• Problems and tasks:
a – List every astronaut the spacewalk article names.
b – According to the spacewalk article, how long did the first Chinese EVA in 2008 last?
c – From the spacewalk article, copy the passage starting with "CAPE CANAVERAL, FL" and going on through "Tianhe core module.".

====== Extracted text

Chinese Astronauts Complete First Spacewalk Supporting New Space Station Construction

Chinese Astronauts Complete First Spacewalk Supporting New Space Station Construction
Chinese astronauts Liu Boming and Tang Hongbo pictured doing tasks during first spacewalk outside the Chinese Space Station core module Tianhe on July 4, 2021. Credit: China Manned Space Agency (CMSA)

For SpaceUpClose.com & RocketSTEM

CAPE CANAVERAL, FL – A pair of Chinese astronauts have successfully completed the first ever spacewalk in support of construction of China’s new space station on July 4 (Beijing time) and were aided by a robotic arm during an extravehicular activity (EVA) conducted outside the Tianhe core module.

This counts as only the second ever EVA by Chinese astronauts and the first aboard the fledgling Chinese Space Station named Tiangong

“The first EVAs during the construction of the country’s space station were a complete success,” declared the China Manned Space Agency (CMSA) on Sunday.

Chinese astronauts Liu Boming and Tang Hongbo carried out the historic spacewalk over approximately 7 hours and completed all tasks before returned inside the space station core module at 2:57 p.m. (Beijing Time), according to CMSA.

Chinese astronauts Liu Boming and Tang Hongbo pictured doing tasks during first spacewalk outside the Chinese Space Station core module Tianhe on July 4, 2021. Credit: China Manned Space Agency (CMSA)

The third member of the crew astronaut Nie Haisheng staying inside Tianhe during the EVA to  monitor and assist Liu and Tang during their EVA.

The two astronauts and mission control also used a 10.2-meter-long robotic arm  installed outside Tianhe to carry out their tasks.

The robotic arm can carry up to 25 tons of weight.

“The mechanical arm is designed to ensure the safe and reliable operation of the space station in orbit, to help the astronauts in EVAs, such as the assembly, construction, maintenance, and repair of the space station, and support space applications,” reports Xinhua news agency.

Screen image taken at Beijing Aerospace Control Center on July 4, 2021 shows Chinese astronauts conducting extravehicular activities (EVAs) out of the space station core module Tianhe. Chinese astronauts Liu Boming and Tang Hongbo had both slipped out of the space station core module Tianhe by 11:02 a.m. (Beijing Time) on Sunday, starting EVAs, according to the China Manned Space Agency (CMSA). Donning new-generation homemade EMU (extravehicular mobility unit) spacesuits Feitian, meaning flying to space, the two astronauts have completed installing the foot restraints and extravehicular working platform on the mechanical arm, the CMSA said. They will continue to work together to install other relevant extravehicular equipment with the aid of the mechanical arm, it said. Astronaut Nie Haisheng has been staying inside Tianhe in cooperation with Liu and Tang for their EVAs. (Xinhua/Jin Liwang)

All three astronauts launched aboard the Shenzhou-12 spaceship on June 17 marking China’s first human spaceflight mission in five years since 2016.

The first ever Chinese EVA was carried out in 2008 during the Shenzhou-7 mission and lasted only 22 minutes.

“The scheduled tasks of the EVAs, including equipment installation and panoramic camera lifting, were accomplished with close coordination between space and the ground, as well as between the astronauts inside and outside of the spacecraft,” reported the Chinese news agency Xinhua.

============
====== Stored records

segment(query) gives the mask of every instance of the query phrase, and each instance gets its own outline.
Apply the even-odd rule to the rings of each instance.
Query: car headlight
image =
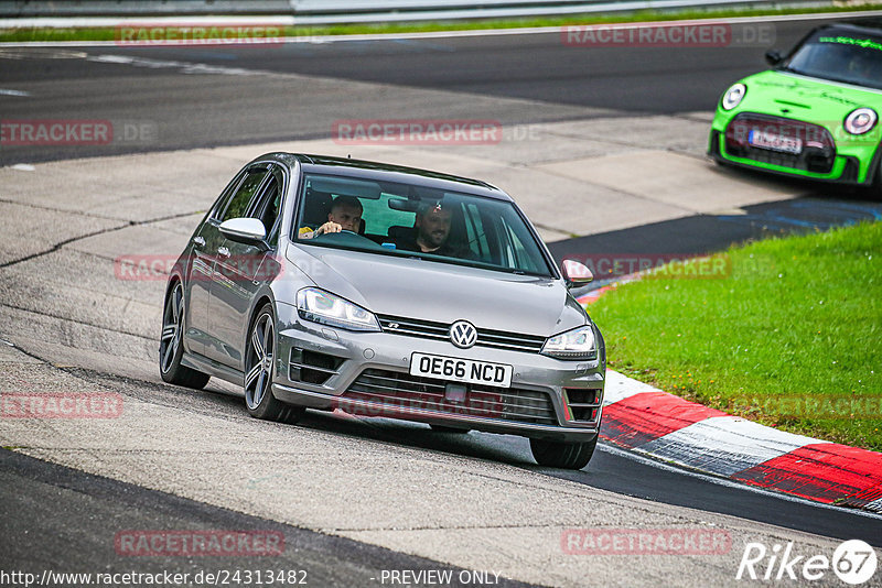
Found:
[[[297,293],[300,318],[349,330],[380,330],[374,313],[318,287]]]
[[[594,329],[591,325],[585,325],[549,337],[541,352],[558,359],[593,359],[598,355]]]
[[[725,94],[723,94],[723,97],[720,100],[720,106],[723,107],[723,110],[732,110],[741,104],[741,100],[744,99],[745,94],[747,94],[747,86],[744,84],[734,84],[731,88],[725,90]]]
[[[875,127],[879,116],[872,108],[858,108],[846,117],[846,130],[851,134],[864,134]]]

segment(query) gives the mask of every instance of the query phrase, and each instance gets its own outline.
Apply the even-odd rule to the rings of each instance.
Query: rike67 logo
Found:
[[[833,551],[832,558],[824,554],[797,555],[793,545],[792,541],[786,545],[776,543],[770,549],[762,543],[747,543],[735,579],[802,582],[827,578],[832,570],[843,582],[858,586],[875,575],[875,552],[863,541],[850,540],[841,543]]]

============
====== Stored records

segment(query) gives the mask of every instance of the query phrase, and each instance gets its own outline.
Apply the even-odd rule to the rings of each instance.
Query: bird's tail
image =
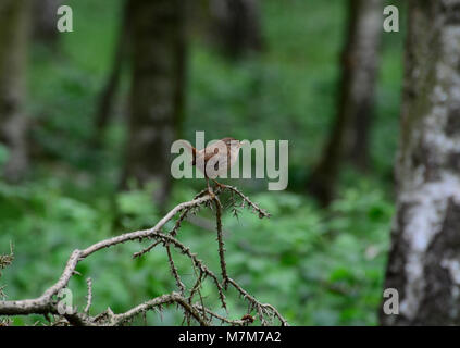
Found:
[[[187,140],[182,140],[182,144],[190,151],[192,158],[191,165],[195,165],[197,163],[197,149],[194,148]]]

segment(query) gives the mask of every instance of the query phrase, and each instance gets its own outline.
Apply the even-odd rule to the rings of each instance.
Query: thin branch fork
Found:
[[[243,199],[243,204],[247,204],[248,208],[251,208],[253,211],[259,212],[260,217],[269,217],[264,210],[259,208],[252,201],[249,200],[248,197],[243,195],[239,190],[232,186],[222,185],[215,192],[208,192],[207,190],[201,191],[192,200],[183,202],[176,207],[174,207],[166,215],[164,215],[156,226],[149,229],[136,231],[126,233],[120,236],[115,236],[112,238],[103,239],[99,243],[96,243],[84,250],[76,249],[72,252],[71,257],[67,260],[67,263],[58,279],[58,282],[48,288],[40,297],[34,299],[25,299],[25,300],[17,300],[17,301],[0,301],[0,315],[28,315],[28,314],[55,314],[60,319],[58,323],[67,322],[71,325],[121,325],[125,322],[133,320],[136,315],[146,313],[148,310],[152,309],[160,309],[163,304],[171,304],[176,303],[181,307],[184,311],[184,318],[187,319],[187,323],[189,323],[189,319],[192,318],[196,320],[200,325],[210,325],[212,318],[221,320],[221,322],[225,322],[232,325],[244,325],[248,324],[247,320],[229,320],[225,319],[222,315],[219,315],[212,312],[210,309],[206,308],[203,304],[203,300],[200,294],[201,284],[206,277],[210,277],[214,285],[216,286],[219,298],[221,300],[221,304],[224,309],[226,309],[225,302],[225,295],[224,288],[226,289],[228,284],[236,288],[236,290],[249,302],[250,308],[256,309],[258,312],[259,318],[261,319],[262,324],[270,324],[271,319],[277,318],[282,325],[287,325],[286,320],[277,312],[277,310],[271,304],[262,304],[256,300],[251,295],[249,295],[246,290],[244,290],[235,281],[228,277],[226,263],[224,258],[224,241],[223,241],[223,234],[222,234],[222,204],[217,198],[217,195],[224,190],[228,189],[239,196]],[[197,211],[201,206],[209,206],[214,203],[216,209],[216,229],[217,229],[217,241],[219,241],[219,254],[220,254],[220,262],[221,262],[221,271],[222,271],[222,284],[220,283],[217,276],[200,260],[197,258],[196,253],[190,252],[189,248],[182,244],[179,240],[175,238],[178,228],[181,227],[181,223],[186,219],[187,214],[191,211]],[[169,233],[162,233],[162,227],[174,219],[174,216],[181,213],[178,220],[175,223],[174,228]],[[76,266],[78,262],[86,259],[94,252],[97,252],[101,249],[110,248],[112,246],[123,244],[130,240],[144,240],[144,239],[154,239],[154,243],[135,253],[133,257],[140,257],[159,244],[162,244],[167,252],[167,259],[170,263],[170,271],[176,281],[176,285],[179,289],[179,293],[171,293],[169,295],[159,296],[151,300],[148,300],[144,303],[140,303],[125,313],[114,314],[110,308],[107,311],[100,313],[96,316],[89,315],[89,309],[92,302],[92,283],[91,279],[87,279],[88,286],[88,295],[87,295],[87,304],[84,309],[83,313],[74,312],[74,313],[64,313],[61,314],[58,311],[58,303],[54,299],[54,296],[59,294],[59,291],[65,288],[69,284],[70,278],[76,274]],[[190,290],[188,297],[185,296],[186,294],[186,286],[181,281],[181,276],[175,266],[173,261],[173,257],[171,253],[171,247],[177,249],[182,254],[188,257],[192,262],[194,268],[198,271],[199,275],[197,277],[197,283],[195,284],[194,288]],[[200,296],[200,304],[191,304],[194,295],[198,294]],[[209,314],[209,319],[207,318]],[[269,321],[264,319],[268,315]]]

============

• Solutions to the problems:
a – Liu Boming, Tang Hongbo, Nie Haisheng

b – It lasted only 22 minutes.

c –
CAPE CANAVERAL, FL – A pair of Chinese astronauts have successfully completed the first ever spacewalk in support of construction of China’s new space station on July 4 (Beijing time) and were aided by a robotic arm during an extravehicular activity (EVA) conducted outside the Tianhe core module.